[Photo-based referring expression data]
------------------------
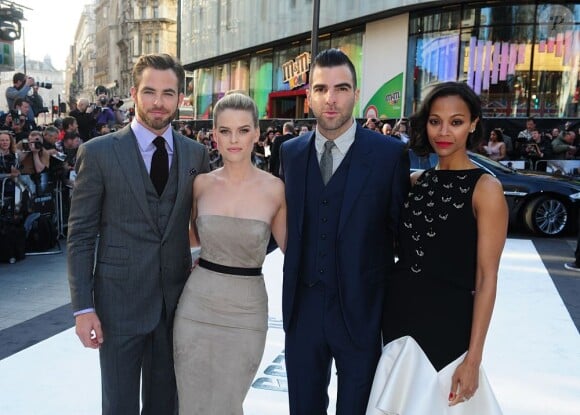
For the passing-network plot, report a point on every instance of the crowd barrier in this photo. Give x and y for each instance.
(556, 167)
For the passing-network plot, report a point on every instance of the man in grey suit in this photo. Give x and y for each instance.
(128, 242)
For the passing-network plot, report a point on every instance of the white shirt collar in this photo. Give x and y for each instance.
(145, 137)
(343, 142)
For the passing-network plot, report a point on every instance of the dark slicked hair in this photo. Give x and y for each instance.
(419, 140)
(334, 57)
(160, 61)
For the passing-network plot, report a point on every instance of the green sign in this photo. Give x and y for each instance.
(387, 101)
(6, 56)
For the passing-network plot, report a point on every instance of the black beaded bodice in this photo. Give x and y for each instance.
(438, 227)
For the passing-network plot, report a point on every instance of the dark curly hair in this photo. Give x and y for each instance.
(419, 140)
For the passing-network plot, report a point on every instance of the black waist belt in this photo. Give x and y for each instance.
(212, 266)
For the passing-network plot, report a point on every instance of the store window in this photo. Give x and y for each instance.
(522, 60)
(351, 44)
(203, 90)
(261, 81)
(240, 76)
(280, 58)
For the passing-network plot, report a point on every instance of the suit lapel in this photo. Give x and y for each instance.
(179, 157)
(299, 163)
(357, 175)
(130, 162)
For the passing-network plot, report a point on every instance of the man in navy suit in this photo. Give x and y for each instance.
(344, 188)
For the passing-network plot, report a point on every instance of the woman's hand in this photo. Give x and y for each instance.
(464, 382)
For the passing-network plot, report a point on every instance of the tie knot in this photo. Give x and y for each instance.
(329, 145)
(159, 142)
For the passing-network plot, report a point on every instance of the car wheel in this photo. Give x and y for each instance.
(546, 216)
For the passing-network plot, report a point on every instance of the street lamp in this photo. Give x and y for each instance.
(315, 24)
(10, 27)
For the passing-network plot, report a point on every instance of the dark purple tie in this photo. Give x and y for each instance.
(159, 165)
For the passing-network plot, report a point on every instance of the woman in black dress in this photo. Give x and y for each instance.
(453, 229)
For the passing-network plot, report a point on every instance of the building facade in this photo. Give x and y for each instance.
(111, 35)
(43, 72)
(81, 63)
(521, 57)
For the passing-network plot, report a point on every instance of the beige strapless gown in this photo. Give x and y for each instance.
(221, 319)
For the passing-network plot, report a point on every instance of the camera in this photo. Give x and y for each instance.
(28, 145)
(45, 85)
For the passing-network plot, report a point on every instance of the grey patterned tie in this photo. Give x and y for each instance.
(326, 161)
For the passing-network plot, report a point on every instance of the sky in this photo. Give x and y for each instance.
(49, 28)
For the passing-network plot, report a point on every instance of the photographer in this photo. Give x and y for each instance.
(36, 101)
(21, 114)
(21, 86)
(115, 104)
(84, 114)
(539, 148)
(35, 161)
(563, 146)
(104, 113)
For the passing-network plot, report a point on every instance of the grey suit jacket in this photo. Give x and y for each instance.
(135, 269)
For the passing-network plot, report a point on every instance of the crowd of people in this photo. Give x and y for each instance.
(37, 162)
(532, 145)
(336, 197)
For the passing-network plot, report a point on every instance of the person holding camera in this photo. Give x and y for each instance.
(105, 114)
(36, 102)
(21, 87)
(563, 146)
(35, 161)
(21, 115)
(86, 120)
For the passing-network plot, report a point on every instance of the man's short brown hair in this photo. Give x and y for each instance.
(160, 61)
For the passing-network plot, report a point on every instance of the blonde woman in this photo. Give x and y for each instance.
(221, 320)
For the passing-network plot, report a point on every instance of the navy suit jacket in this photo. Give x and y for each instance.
(377, 182)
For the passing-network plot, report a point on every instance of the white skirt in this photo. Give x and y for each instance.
(406, 383)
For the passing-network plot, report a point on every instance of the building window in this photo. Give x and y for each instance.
(522, 60)
(147, 47)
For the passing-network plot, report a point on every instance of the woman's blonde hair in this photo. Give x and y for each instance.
(236, 101)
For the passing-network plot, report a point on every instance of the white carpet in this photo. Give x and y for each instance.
(532, 356)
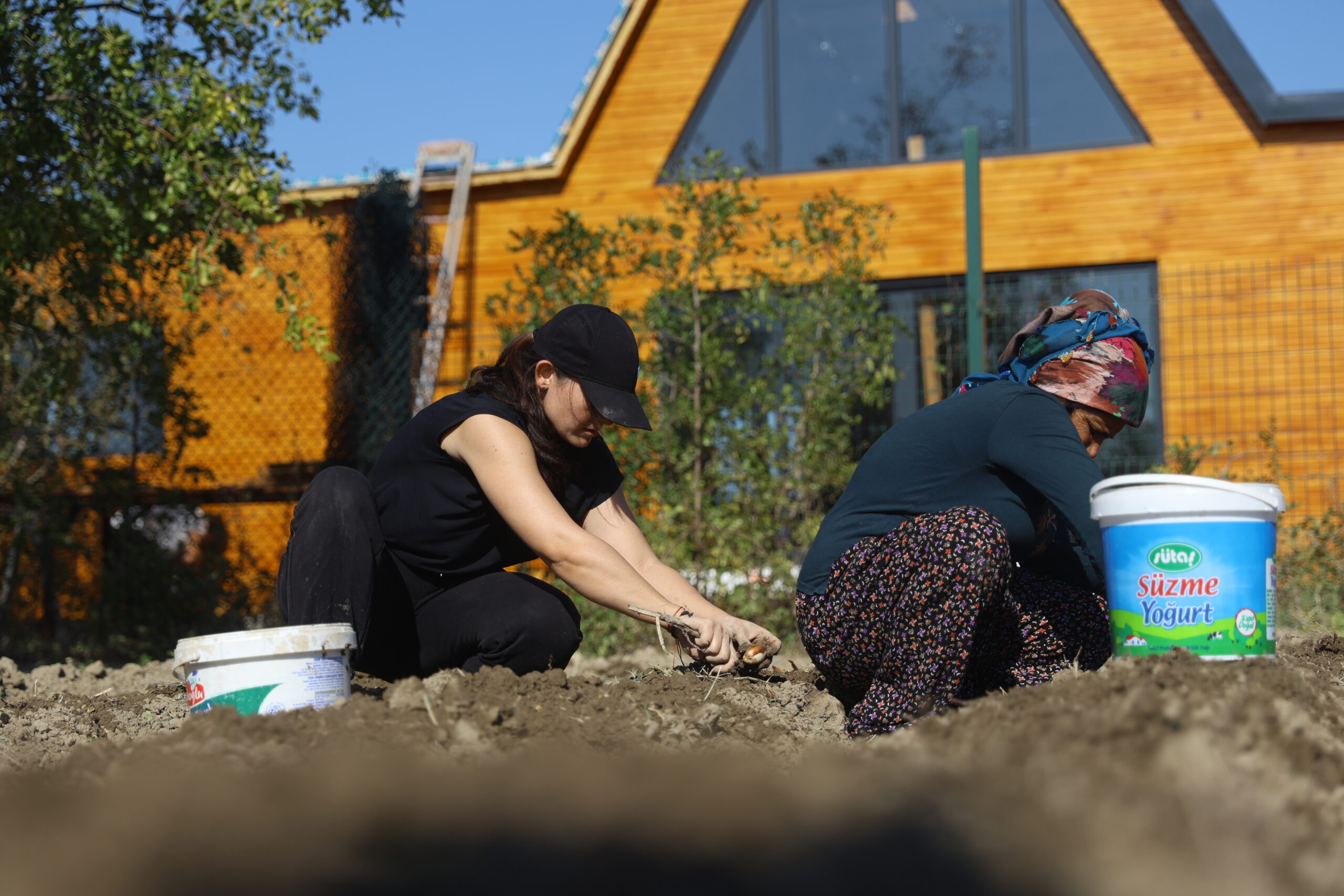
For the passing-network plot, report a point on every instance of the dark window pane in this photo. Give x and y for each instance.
------------------------
• _Work to complete_: Retype the entries exactly, skipping every picture.

• _Answer to the problem_:
For the passing-network plot, report a point on every instance of the crowd barrier in this photo. Give x and y for each instance.
(556, 167)
For the passing-network plot, report a point on every instance of the man in grey suit in this photo. Give x and y for each instance.
(128, 242)
For the passing-network plot, report a point on every instance of the white shirt collar in this photo. Give x and y for each instance.
(145, 137)
(343, 142)
For the passing-network plot, report a point on every instance of the dark slicked hair in this photo. Give x and y for each instance.
(419, 140)
(334, 57)
(160, 61)
For the passing-network plot, report a point on every instance of the green sign in this photo. Give x and y for each instance.
(387, 101)
(6, 56)
For the passing-network plot, report a point on every instance of the black beaded bodice in this photo. Give x and y for each instance.
(438, 227)
For the passing-network plot, report a point on every instance of the dark curly hair in this photo. Give x and y for each instance.
(419, 140)
For the passing-network plot, report a point on every instance of the black waist belt in this photo. Give x and y for each instance.
(212, 266)
For the passing-network plot, report a point on every instance of the store window in this photo. Give x and y for each instance.
(522, 60)
(351, 44)
(203, 90)
(261, 81)
(240, 76)
(280, 58)
For the passing-network plot, report a point on every instance of the suit lapel in this photo. Give x and y for each instance.
(179, 157)
(299, 163)
(357, 175)
(130, 162)
For the passing-network plot, report a point on every instance of the man in navy suit in this photo. Give x and y for each instance.
(344, 188)
For the passing-network plot, report a point on every instance of the woman's hand in this photo. Give x and y for each instance.
(464, 382)
For the passing-network plot, report a point on every instance of the tie knot in this photo. Give x and y for each instance.
(329, 145)
(159, 142)
For the passing-network plot, report a point on every instance of the car wheel in this photo. Give x and y for each instance.
(546, 216)
For the passing-network plot, report a point on every instance of the street lamp in this photo. Give x and y for each instance.
(315, 24)
(10, 27)
For the passing-network plot, report a point on every instance of the dark purple tie in this photo. Give x and y for each instance.
(159, 165)
For the passing-network plot, report a point on every instance of the woman in black dress in this photo. Give x and y for each instance.
(453, 229)
For the passing-network plot, report a point on every instance of the building facade in this photo. Give x and y for each instance.
(111, 35)
(43, 72)
(81, 63)
(521, 57)
For the passing-network plot, report a point on every instance of the beige strapless gown in this photo. Give x and y for each instance.
(221, 319)
For the passing-network plot, report a point on every instance of the camera in this photo. Give x and y for each instance.
(28, 145)
(45, 85)
For the passing-network plot, report a point on every instance of the grey patterned tie in this photo. Give x and y for each instance.
(326, 161)
For the passing-network plot, report a point on every instance of the sky in this photo. Give x and y for each instance.
(49, 28)
For the passing-network plot, report a point on every instance of the photographer in this photo. Give x and y for each instance.
(36, 101)
(21, 114)
(21, 86)
(115, 104)
(84, 114)
(539, 148)
(35, 161)
(563, 146)
(104, 113)
For the passing-network plot, report a point on every instance of the grey suit jacket in this photo. Give x and y for each instance.
(135, 269)
For the passing-network plot, report a point on every instance of the crowd of people in this photo. Give x and y for each instance.
(37, 162)
(532, 145)
(336, 197)
For the passing-network plot, report a point on every instance of the person holding camera in this photo. Give x and y for each instance.
(105, 114)
(36, 102)
(21, 87)
(563, 146)
(35, 161)
(21, 115)
(86, 120)
For the passing-network plot, report a point on every instance of the man's short brown hair in this photo. Give x and y for each instance.
(160, 61)
For the passing-network plot, report a point on every instance of the blonde woman in this photo. Give x and y for each instance.
(221, 320)
For the passing-network plot, report a point on every instance of the navy suit jacket in this photo. Give x and y for each instance.
(377, 182)
For the passing-network plot, report a point on every instance of the white skirt in this photo. Give x and y for each instance.
(406, 383)
For the passing-network plot, report a point on every instance of the building window in this photo. Give x and y for each instance.
(522, 60)
(147, 47)
For the passing-network plot, report a point on every instance of the woman's blonde hair in this photo. Give x and y for each instance.
(236, 101)
For the passing-network plot, report a point on every instance of the white carpet in this photo. Give x and y for each instance.
(532, 356)
For the passing-network plot, report a point on every instance of the dark window pane in this photo. Give x and y for each instance.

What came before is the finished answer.